Job: Arrange all of the rows below as a numbered list, omitting any blank lines.

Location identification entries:
________

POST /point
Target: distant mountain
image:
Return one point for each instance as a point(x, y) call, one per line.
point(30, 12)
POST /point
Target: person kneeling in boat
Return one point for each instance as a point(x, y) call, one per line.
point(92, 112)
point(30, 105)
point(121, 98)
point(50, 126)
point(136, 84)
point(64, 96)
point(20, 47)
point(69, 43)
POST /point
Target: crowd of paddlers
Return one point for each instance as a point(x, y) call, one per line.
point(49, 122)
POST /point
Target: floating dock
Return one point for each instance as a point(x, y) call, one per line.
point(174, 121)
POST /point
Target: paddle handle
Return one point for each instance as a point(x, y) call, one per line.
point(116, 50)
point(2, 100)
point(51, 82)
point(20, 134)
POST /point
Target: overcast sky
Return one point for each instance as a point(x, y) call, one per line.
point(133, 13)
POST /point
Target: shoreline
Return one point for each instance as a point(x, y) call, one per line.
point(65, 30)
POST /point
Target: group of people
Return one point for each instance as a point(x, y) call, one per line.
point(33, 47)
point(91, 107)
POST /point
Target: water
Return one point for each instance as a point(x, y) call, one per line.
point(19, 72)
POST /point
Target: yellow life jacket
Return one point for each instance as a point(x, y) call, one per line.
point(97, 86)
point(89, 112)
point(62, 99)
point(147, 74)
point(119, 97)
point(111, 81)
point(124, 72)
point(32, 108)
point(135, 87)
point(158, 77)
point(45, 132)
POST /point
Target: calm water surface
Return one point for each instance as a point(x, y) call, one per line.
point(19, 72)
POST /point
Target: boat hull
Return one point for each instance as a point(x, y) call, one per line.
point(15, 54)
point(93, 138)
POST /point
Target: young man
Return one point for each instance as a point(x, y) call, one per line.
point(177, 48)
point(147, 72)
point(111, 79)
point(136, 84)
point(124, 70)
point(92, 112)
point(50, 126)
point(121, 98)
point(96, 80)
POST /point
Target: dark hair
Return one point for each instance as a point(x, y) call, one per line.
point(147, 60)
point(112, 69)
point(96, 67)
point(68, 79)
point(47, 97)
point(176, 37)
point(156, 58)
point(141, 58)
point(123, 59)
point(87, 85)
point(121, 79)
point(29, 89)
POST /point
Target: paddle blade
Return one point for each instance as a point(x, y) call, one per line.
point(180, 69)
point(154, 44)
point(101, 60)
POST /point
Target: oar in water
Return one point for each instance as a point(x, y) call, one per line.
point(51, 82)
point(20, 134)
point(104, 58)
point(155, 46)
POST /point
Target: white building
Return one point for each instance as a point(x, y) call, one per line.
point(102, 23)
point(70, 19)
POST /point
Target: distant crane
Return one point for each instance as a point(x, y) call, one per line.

________

Solution below:
1. POST /point
2. Target: distant mountain
3. image:
4. Return one point for each instance as a point(x, y) call, one per line.
5. point(30, 12)
6. POST /point
7. Target: person kneeling in boat
8. Return one point for each instance as a point(x, y) call, one per line.
9. point(92, 112)
10. point(30, 105)
11. point(121, 98)
12. point(50, 126)
13. point(136, 84)
14. point(64, 96)
15. point(20, 47)
16. point(69, 43)
17. POST /point
18. Target: crowd of paddlers
19. Return one point for each instance as a point(x, y) call, one per line.
20. point(49, 122)
21. POST /point
22. Target: floating dock
23. Return one point for each instance as a point(x, y) call, one per line.
24. point(174, 121)
25. POST /point
26. Target: paddle handle
27. Return one point for each instance as a point(x, y) call, one per line.
28. point(116, 50)
29. point(2, 100)
30. point(51, 82)
31. point(20, 134)
32. POST /point
33. Target: overcast sky
34. Return one point for each instance as a point(x, y) call, one per line.
35. point(133, 13)
36. POST /point
37. Target: shoreline
38. Return one point for each instance as a point(x, y) call, one per line.
39. point(65, 30)
40. POST /point
41. Target: group of people
42. Return one point for each instance as a point(x, y) call, one per line.
43. point(33, 47)
44. point(91, 107)
45. POST /point
46. Target: water
47. Return one point for each instance as a point(x, y) call, one per line.
48. point(19, 72)
49. POST /point
50. Target: yellow life jacket
51. Return one point for each instance as a point(x, y) call, one per line.
52. point(97, 86)
53. point(89, 112)
54. point(62, 99)
55. point(147, 74)
56. point(119, 97)
57. point(111, 81)
58. point(124, 72)
59. point(32, 108)
60. point(135, 87)
61. point(158, 77)
62. point(45, 132)
63. POST /point
64. Target: calm water surface
65. Return one point for each instance as a point(x, y) call, one per line.
66. point(19, 72)
67. POST /point
68. Target: boat hull
69. Return one point for each instance as a point(x, y) call, one per line.
70. point(15, 54)
71. point(93, 138)
72. POST /point
73. Target: young man
74. Return one point for each instance as a point(x, y) call, one per line.
75. point(177, 48)
76. point(147, 72)
77. point(111, 79)
78. point(136, 84)
79. point(124, 70)
80. point(92, 112)
81. point(50, 126)
82. point(121, 98)
83. point(96, 80)
84. POST /point
85. Target: dark hair
86. Return one point for each instance as a point(x, y) call, one per line.
87. point(147, 60)
88. point(112, 69)
89. point(96, 67)
90. point(68, 79)
91. point(47, 97)
92. point(176, 37)
93. point(156, 58)
94. point(141, 58)
95. point(123, 59)
96. point(87, 85)
97. point(121, 79)
98. point(29, 89)
99. POST /point
100. Target: paddle blade
101. Return one point for each instance as a point(x, y) call, one per line.
102. point(180, 69)
103. point(154, 44)
104. point(101, 60)
105. POST /point
106. Target: oar in water
107. Return one point for each instance as a point(x, y) call, one per line.
108. point(51, 82)
109. point(20, 134)
110. point(104, 58)
111. point(155, 46)
112. POST /point
113. Target: white building
114. Return one point for each instance as a point(x, y) call, one per line.
115. point(102, 23)
116. point(70, 19)
117. POST /point
118. Target: distant crane
119. Return one point for each instance as a point(x, y) call, one per line.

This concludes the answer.